Data lines ::
○ ○ ○ ○ ○ ○ ○
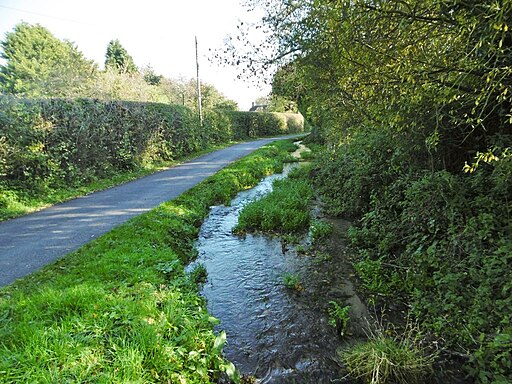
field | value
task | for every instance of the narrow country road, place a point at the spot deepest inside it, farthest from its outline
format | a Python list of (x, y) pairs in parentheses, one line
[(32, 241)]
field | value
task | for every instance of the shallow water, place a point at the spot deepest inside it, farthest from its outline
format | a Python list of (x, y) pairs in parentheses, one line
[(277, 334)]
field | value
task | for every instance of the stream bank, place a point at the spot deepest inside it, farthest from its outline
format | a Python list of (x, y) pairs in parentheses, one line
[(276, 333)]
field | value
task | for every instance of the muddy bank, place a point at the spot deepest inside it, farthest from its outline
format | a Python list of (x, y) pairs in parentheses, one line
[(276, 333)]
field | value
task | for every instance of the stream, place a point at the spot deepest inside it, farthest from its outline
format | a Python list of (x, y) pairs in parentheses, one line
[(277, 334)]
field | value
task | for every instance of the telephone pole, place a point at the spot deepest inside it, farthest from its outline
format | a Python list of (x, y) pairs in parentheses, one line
○ ○ ○ ○ ○ ○ ○
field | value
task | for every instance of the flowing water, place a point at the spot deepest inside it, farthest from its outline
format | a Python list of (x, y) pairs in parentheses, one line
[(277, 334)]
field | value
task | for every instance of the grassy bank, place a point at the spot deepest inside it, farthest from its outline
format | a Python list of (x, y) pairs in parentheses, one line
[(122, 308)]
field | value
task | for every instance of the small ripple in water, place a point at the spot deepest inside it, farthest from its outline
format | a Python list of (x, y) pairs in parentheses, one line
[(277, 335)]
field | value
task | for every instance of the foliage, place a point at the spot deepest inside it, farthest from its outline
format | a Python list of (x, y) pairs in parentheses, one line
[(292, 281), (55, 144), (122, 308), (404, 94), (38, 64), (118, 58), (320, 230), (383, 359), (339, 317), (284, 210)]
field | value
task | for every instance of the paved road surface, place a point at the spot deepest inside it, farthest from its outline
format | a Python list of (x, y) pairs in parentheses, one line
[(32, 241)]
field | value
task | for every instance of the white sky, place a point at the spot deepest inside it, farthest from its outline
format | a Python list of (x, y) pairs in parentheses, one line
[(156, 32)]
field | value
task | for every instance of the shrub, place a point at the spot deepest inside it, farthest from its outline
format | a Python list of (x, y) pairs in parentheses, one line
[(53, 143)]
○ ○ ○ ○ ○ ○ ○
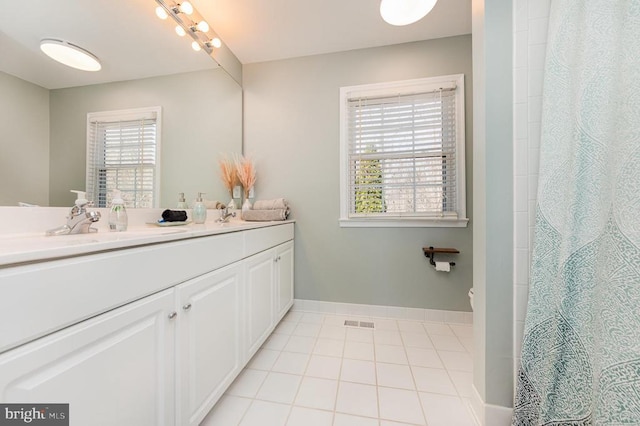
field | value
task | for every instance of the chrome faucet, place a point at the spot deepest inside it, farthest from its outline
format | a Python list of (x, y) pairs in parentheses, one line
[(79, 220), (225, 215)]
○ ○ ○ ○ ○ ○ ○
Objective :: List every line in the entries above that contains the string "water", matching case exactly, and copy each line in full.

Response below ::
task | for every instance of the shallow water, place a point at the spot deepest inside it, farthest from its outline
task | for every instance of the flowing water, place a point at the spot deepest inside it, farthest from its outline
task | for every instance of the small ripple in water, place a point at the spot deepest inside it, farthest from its outline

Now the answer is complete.